Phrase grounding data
....................

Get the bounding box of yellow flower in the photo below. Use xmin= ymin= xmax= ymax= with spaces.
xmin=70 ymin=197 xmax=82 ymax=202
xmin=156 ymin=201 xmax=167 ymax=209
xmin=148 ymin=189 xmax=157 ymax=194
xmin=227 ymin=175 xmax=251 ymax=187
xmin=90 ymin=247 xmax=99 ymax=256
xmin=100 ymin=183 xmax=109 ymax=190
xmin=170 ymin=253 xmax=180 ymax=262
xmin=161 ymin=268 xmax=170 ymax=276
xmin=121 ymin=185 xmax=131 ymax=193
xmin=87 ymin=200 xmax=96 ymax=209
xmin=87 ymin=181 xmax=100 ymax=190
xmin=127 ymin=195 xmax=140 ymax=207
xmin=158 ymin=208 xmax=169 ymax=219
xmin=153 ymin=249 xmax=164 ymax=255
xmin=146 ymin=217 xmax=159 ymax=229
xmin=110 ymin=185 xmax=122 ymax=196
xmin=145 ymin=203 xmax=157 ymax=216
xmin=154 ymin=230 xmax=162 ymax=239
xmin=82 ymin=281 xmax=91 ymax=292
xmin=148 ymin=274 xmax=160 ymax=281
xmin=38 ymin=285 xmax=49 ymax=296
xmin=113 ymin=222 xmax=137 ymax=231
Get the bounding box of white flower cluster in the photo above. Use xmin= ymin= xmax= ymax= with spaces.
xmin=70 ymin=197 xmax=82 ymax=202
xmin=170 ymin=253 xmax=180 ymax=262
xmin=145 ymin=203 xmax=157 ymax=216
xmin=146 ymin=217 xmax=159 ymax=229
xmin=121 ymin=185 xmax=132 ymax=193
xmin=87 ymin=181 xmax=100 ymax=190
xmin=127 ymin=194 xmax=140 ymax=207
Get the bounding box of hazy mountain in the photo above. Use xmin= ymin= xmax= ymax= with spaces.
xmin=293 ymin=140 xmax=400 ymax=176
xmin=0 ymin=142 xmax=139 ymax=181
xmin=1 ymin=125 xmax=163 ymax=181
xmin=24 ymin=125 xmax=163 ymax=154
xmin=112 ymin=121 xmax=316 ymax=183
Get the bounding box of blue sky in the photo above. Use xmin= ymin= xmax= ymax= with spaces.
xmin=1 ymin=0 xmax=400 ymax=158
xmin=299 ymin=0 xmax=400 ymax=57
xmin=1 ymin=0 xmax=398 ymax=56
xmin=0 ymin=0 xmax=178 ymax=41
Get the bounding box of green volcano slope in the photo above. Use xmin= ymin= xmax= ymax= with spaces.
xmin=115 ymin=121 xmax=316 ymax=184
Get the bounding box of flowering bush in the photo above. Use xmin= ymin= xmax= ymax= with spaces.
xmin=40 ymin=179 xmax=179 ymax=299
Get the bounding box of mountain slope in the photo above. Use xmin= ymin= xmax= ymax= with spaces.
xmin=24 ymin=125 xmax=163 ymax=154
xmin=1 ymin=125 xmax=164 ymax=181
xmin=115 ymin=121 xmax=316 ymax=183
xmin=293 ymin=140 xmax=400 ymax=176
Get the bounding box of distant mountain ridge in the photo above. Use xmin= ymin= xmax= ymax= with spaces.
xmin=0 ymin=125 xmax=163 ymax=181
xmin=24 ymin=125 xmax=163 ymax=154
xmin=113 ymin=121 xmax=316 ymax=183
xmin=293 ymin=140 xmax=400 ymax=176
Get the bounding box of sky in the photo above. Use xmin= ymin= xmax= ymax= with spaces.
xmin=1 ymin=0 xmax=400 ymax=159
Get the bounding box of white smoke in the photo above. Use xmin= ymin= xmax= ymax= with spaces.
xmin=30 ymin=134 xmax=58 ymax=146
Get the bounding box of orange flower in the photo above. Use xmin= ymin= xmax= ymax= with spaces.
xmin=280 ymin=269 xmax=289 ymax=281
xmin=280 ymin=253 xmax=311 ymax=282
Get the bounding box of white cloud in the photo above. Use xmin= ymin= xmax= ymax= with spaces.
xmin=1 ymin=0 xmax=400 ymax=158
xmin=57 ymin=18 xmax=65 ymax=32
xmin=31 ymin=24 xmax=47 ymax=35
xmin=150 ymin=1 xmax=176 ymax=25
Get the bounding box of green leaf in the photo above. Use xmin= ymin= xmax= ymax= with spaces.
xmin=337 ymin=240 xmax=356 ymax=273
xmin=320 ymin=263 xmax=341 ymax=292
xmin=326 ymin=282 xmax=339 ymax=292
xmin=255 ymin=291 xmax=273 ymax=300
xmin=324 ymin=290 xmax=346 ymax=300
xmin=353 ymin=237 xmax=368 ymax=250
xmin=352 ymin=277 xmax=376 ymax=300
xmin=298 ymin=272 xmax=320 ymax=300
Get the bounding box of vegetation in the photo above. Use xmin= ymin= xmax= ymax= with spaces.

....................

**Prompt**
Every word of the data above should be given again, exactly as it stands.

**Answer to this exercise**
Get the bounding box of yellow flower in the photo below. Use xmin= ymin= xmax= ymax= with spaces.
xmin=70 ymin=197 xmax=82 ymax=202
xmin=156 ymin=201 xmax=167 ymax=209
xmin=148 ymin=189 xmax=157 ymax=194
xmin=227 ymin=175 xmax=251 ymax=187
xmin=90 ymin=247 xmax=99 ymax=256
xmin=100 ymin=183 xmax=109 ymax=190
xmin=170 ymin=253 xmax=180 ymax=262
xmin=161 ymin=268 xmax=170 ymax=276
xmin=121 ymin=185 xmax=131 ymax=193
xmin=87 ymin=200 xmax=96 ymax=209
xmin=87 ymin=181 xmax=100 ymax=190
xmin=127 ymin=195 xmax=140 ymax=207
xmin=158 ymin=208 xmax=169 ymax=219
xmin=153 ymin=249 xmax=164 ymax=255
xmin=146 ymin=217 xmax=159 ymax=229
xmin=110 ymin=185 xmax=122 ymax=196
xmin=145 ymin=203 xmax=157 ymax=216
xmin=154 ymin=230 xmax=162 ymax=239
xmin=82 ymin=281 xmax=91 ymax=292
xmin=148 ymin=274 xmax=160 ymax=281
xmin=38 ymin=285 xmax=49 ymax=296
xmin=113 ymin=222 xmax=137 ymax=231
Get the bounding box of white flower cluster in the photo above. Use xmin= ymin= xmax= ymax= with spaces.
xmin=70 ymin=197 xmax=82 ymax=202
xmin=170 ymin=253 xmax=180 ymax=262
xmin=145 ymin=203 xmax=157 ymax=216
xmin=146 ymin=217 xmax=159 ymax=229
xmin=121 ymin=185 xmax=132 ymax=193
xmin=87 ymin=181 xmax=100 ymax=190
xmin=127 ymin=194 xmax=140 ymax=207
Get the bounding box of hazy mountain in the photo above. Use xmin= ymin= xmax= ymax= with spaces.
xmin=293 ymin=140 xmax=400 ymax=176
xmin=0 ymin=142 xmax=139 ymax=181
xmin=1 ymin=125 xmax=163 ymax=181
xmin=24 ymin=125 xmax=163 ymax=154
xmin=112 ymin=121 xmax=316 ymax=183
Get the bounding box of blue sky in the photo above. Use xmin= ymin= xmax= ymax= with spaces.
xmin=1 ymin=0 xmax=400 ymax=158
xmin=299 ymin=0 xmax=400 ymax=57
xmin=1 ymin=0 xmax=398 ymax=56
xmin=0 ymin=0 xmax=178 ymax=41
Get the bounding box of green volcano slope in the photo above. Use xmin= ymin= xmax= ymax= with spaces.
xmin=115 ymin=121 xmax=316 ymax=184
Get the bounding box of flowering bush in the photo above. Use xmin= ymin= xmax= ymax= with spaces.
xmin=40 ymin=179 xmax=179 ymax=299
Get the bounding box of mountain slope in the photo above. Use xmin= ymin= xmax= ymax= with spaces.
xmin=24 ymin=125 xmax=163 ymax=154
xmin=1 ymin=125 xmax=164 ymax=181
xmin=115 ymin=121 xmax=316 ymax=183
xmin=293 ymin=140 xmax=400 ymax=176
Get the bounding box of distant mountain ridge in the photo above. Use xmin= ymin= xmax= ymax= with spaces.
xmin=0 ymin=125 xmax=163 ymax=181
xmin=24 ymin=125 xmax=163 ymax=154
xmin=113 ymin=121 xmax=316 ymax=183
xmin=293 ymin=140 xmax=400 ymax=176
Get the bounding box of sky in the photo above. Use xmin= ymin= xmax= ymax= with spaces.
xmin=1 ymin=0 xmax=400 ymax=159
Get the bounding box of white smoke in the photo above. Use xmin= ymin= xmax= ymax= with spaces.
xmin=30 ymin=134 xmax=58 ymax=146
Get the bounding box of orange flower in the photo above. Use xmin= ymin= xmax= ymax= with spaces.
xmin=280 ymin=269 xmax=289 ymax=281
xmin=280 ymin=253 xmax=311 ymax=282
Get the bounding box of white cloud in the photo above. Use xmin= ymin= xmax= ymax= with spaces.
xmin=1 ymin=0 xmax=400 ymax=158
xmin=57 ymin=18 xmax=65 ymax=32
xmin=31 ymin=24 xmax=47 ymax=35
xmin=150 ymin=1 xmax=176 ymax=25
Get the bounding box of green leaf in the photo above. Use xmin= ymin= xmax= ymax= with spaces.
xmin=337 ymin=240 xmax=356 ymax=273
xmin=320 ymin=263 xmax=341 ymax=292
xmin=326 ymin=282 xmax=339 ymax=292
xmin=255 ymin=291 xmax=273 ymax=300
xmin=324 ymin=290 xmax=346 ymax=300
xmin=353 ymin=237 xmax=368 ymax=250
xmin=352 ymin=277 xmax=376 ymax=300
xmin=298 ymin=272 xmax=320 ymax=300
Get the bounding box of vegetation in the photo above. Use xmin= ymin= xmax= ymax= with spaces.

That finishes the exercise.